* [AUFGABE]:
Zitiere alle Einträge des folgenden Datensatzauszugs vollständig und wortgetreu, Zeile für Zeile.

───── ARBEITSDATEN

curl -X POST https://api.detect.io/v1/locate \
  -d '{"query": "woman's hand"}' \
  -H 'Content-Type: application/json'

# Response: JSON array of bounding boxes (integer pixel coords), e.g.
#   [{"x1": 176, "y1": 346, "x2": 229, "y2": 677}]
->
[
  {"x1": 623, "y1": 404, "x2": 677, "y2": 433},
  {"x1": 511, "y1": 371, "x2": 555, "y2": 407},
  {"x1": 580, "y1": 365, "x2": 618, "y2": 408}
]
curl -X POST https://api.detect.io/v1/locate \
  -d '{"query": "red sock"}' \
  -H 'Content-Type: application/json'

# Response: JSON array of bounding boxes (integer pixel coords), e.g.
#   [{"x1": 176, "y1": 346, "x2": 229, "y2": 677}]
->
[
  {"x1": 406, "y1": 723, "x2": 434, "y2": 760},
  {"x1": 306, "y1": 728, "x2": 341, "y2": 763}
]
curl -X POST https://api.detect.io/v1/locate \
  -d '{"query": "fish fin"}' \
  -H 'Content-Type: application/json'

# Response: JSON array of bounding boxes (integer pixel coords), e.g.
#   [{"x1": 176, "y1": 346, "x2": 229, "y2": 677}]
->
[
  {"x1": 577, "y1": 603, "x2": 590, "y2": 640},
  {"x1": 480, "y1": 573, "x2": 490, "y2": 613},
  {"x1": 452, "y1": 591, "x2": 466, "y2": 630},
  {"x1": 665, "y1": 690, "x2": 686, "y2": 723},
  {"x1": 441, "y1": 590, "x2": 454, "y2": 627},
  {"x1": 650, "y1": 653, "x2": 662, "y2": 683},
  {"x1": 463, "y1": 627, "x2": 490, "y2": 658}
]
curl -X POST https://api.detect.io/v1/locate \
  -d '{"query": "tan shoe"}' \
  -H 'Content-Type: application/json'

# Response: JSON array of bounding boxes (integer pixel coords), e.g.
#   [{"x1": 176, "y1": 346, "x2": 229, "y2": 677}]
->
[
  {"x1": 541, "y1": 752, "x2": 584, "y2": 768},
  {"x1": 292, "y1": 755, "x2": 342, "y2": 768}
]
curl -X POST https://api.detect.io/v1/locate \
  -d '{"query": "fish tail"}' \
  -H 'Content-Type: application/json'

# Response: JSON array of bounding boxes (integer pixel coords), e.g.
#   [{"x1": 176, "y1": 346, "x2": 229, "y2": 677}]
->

──────────

* [ERGEBNIS DER ÜBUNG]:
curl -X POST https://api.detect.io/v1/locate \
  -d '{"query": "woman's hand"}' \
  -H 'Content-Type: application/json'

# Response: JSON array of bounding boxes (integer pixel coords), e.g.
#   [{"x1": 176, "y1": 346, "x2": 229, "y2": 677}]
->
[
  {"x1": 623, "y1": 404, "x2": 677, "y2": 433},
  {"x1": 511, "y1": 371, "x2": 555, "y2": 407},
  {"x1": 580, "y1": 365, "x2": 618, "y2": 408}
]
curl -X POST https://api.detect.io/v1/locate \
  -d '{"query": "red sock"}' \
  -H 'Content-Type: application/json'

# Response: JSON array of bounding boxes (integer pixel coords), e.g.
#   [{"x1": 176, "y1": 346, "x2": 229, "y2": 677}]
->
[
  {"x1": 406, "y1": 723, "x2": 434, "y2": 760},
  {"x1": 306, "y1": 728, "x2": 341, "y2": 763}
]
curl -X POST https://api.detect.io/v1/locate \
  -d '{"query": "fish fin"}' \
  -H 'Content-Type: application/json'

# Response: JSON array of bounding boxes (integer pixel coords), e.g.
#   [{"x1": 176, "y1": 346, "x2": 229, "y2": 677}]
->
[
  {"x1": 577, "y1": 603, "x2": 590, "y2": 640},
  {"x1": 480, "y1": 573, "x2": 490, "y2": 613},
  {"x1": 452, "y1": 591, "x2": 466, "y2": 630},
  {"x1": 665, "y1": 690, "x2": 686, "y2": 723},
  {"x1": 441, "y1": 590, "x2": 454, "y2": 627},
  {"x1": 650, "y1": 653, "x2": 662, "y2": 683},
  {"x1": 463, "y1": 627, "x2": 490, "y2": 658}
]
curl -X POST https://api.detect.io/v1/locate \
  -d '{"query": "tan shoe"}' \
  -H 'Content-Type: application/json'

# Response: JSON array of bounding boxes (integer pixel coords), e.g.
#   [{"x1": 176, "y1": 346, "x2": 229, "y2": 677}]
->
[
  {"x1": 541, "y1": 752, "x2": 584, "y2": 768},
  {"x1": 292, "y1": 755, "x2": 342, "y2": 768}
]
curl -X POST https://api.detect.io/v1/locate \
  -d '{"query": "fish tail"}' \
  -H 'Content-Type: application/json'

# Response: JSON array of bounding boxes (integer pixel coords), e.g.
#   [{"x1": 176, "y1": 346, "x2": 229, "y2": 677}]
->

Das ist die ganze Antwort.